**REQUIRED WORK:**
(1) Write out word for word the part of the Superior Bancorp press release that opens with the words containing "Completes Exchange of" and closes with "by the U. S.".
(2) Using the Superior Bancorp press release, answer yes or no to each statement and quote the words that decide it: (a) The Preferred Stock was sold to the U.S. Treasury in December 2008. (b) Superior Bank has 28 locations in Alabama. (c) The interest rate on the Trust Preferred Securities resets to nine percent on February 15, 2014.
(3) Carry on the Superior Bancorp press release from the point where its text ends.

**EXTRACT TO READ:**
---------------
Superior Bancorp Builds Equity Capital
14 Décembre 2009 - 10:00PM
PR Newswire (US)
Completes Exchange of TARP Securities With U. S. Treasury
BIRMINGHAM, Ala., Dec. 14 /PRNewswire-FirstCall/ -- Superior
Bancorp (NASDAQ:SUPR) today announced that it had completed an
exchange of $69 million of its Preferred Stock held by the U. S.
Treasury for an identical amount of Superior's newly issued Trust
Preferred Securities. As a result of this exchange transaction,
Superior will record an accounting gain of approximately $22.5
million after tax, reflecting the net benefit of the favorable
interest rate terms of the newly issued Trust Preferred Securities
compared to current market rates. On a pro forma basis, this
accounting gain will increase Superior's tangible common equity by
approximately $1.93 per common share outstanding to $15.22 per
share as of September 30, 2009, and the Corporation's tangible
common equity ratio will increase from 5.08% to 5.81%. Attached is
a schedule reconciling the foregoing data to GAAP data. The
interest rate on the Trust Preferred Securities is initially five
percent resetting to nine percent on February 15, 2014 as was the
case with the original Preferred Stock. The Preferred Stock, which
is being retired, was sold to the U. S. Treasury in December 2008
under its Capital Purchase Program ("CPP" or "TARP"). Warrants to
purchase approximately 1.9 million shares of Superior's Common
Stock at $5.38 per share that were acquired by the U.S. Treasury
under the CPP will remain outstanding. This exchange is the first
step in a multi-phased program being undertaken by Superior to
increase its equity capital base. At September 30, 2009, Superior
Bank had capital ratios well in excess of those necessary to
maintain "well capitalized" status, with a Total Risk Based Capital
Ratio of 11.27%, and a Core Capital Ratio of 8.32%. Stan Bailey,
CEO of Superior Bancorp, said, "While Superior has always
maintained capital ratios that are far in excess of regulatory
'well capitalized' requirements, we believe that the uncertain
economic environment in which we find ourselves warrants taking
advantage of every opportunity to strengthen our common equity.
This first step is non-dilutive, relatively simple to accomplish,
and sets the stage for other measures as necessary. Our goal in
this process is to build a capital base at Superior that is
unassailable, and puts us in the position of being able to be a
leader in the recovery of the economy in both of our key markets -
Florida and Alabama." Superior received approval for an increase in
authorized shares from 20 million to 200 million at a shareholders'
meeting held on November 19, 2009. Keefe, Bruyette & Woods
served as an advisor to Superior Bancorp in this transaction. About
Superior Bancorp Superior Bancorp is a $3.2 billion thrift holding
company headquartered in Birmingham, and the second largest bank
holding company in Alabama. The principal subsidiary of Superior
Bancorp is Superior Bank, a southeastern community bank that
currently has 72 branches, with 44 locations throughout the state
of Alabama and 28 locations in Florida. Superior Bank also operates
23 consumer finance offices in North Alabama as 1st Community
Credit and Superior Financial Services. The Private Securities
Litigation Reform Act of 1995 provides a safe harbor for
forward-looking statements made by us or on our behalf. Some of the
disclosures in this release, including any statements preceded by,
followed by or which include the words "may," "could," "should,"
---------------
**DATA BLOCK:**
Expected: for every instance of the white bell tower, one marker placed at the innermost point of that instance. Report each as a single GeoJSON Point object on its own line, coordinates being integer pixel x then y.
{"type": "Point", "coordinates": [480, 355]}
---------------
**WRITTEN RESPONSES:**
(1)
Completes Exchange of TARP Securities With U. S. Treasury
BIRMINGHAM, Ala., Dec. 14 /PRNewswire-FirstCall/ -- Superior
Bancorp (NASDAQ:SUPR) today announced that it had completed an
exchange of $69 million of its Preferred Stock held by the U. S.

(2)
(a) Yes: "was sold to the U. S. Treasury in December 2008"
(b) No: "44 locations throughout the state of Alabama and 28 locations in Florida"
(c) Yes: "initially five percent resetting to nine percent on February 15, 2014"

(3)
"will," "would," "hope," "might," "believe," "expect,"
"anticipate," "estimate," "intend," "plan," "assume," "goal" or
similar expressions constitute forward-looking statements. These
forward-looking statements, implicitly and explicitly, include the
assumptions underlying the statements and other information with
respect to our beliefs, plans, objectives, goals, expectations,
anticipations, estimates, intentions, financial condition, results
of operations, future performance and business, including our
expectations and estimates with respect to our revenues, expenses,
earnings, return on equity, return on assets, efficiency ratio,
asset quality, the adequacy of our allowance for loan losses and
other financial data and capital and performance ratios. Although
we believe that the expectations reflected in our forward-looking
statements are reasonable, these statements involve risks and
uncertainties which are subject to change based on various
important factors (some of which are beyond our control). Such
forward looking statements should, therefore, be considered in
light of various important factors set forth from time to time in
our reports and registration statements filed with the SEC. The
following factors, among others, could cause our financial
performance to differ materially from our goals, plans, objectives,
intentions, expectations and other forward-looking statements: (1)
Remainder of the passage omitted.